• _Work to do_: Reproduce the items below verbatim, from the line containing "Isolate the soldier's head visible here." through the end of the items, both ends included.

• _Raw records_:
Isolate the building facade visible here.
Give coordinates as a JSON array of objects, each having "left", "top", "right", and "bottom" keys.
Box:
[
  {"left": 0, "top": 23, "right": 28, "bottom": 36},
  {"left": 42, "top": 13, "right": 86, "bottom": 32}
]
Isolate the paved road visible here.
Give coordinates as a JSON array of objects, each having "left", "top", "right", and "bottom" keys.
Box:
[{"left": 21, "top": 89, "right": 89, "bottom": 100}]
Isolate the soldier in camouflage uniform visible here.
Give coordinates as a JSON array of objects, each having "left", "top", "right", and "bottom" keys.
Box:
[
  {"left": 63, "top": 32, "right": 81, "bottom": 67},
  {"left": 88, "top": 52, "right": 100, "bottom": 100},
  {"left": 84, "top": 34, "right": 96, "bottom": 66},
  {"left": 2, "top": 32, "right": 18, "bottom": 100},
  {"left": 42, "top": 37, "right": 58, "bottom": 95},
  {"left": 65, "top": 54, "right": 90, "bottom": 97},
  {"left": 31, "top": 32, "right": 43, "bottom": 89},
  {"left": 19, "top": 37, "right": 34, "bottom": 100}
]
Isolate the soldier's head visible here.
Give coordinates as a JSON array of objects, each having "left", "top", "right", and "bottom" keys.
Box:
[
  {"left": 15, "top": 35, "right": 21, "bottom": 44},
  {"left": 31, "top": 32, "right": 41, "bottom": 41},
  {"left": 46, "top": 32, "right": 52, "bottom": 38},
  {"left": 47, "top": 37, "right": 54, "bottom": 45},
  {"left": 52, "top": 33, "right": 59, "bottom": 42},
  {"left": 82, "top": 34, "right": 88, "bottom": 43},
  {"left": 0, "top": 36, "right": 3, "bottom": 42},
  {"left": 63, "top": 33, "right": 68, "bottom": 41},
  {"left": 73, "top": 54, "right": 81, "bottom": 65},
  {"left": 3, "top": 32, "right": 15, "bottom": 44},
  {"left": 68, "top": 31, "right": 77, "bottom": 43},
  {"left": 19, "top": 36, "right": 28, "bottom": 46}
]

• _Task solution_:
Isolate the soldier's head visible here.
Give coordinates as a JSON array of objects, each having "left", "top", "right", and "bottom" keys.
Box:
[
  {"left": 15, "top": 35, "right": 21, "bottom": 44},
  {"left": 31, "top": 32, "right": 41, "bottom": 41},
  {"left": 46, "top": 32, "right": 52, "bottom": 38},
  {"left": 47, "top": 37, "right": 54, "bottom": 45},
  {"left": 52, "top": 33, "right": 59, "bottom": 42},
  {"left": 82, "top": 34, "right": 88, "bottom": 43},
  {"left": 0, "top": 36, "right": 3, "bottom": 42},
  {"left": 63, "top": 33, "right": 68, "bottom": 41},
  {"left": 73, "top": 54, "right": 81, "bottom": 65},
  {"left": 3, "top": 32, "right": 15, "bottom": 44},
  {"left": 68, "top": 31, "right": 77, "bottom": 43},
  {"left": 19, "top": 36, "right": 28, "bottom": 46}
]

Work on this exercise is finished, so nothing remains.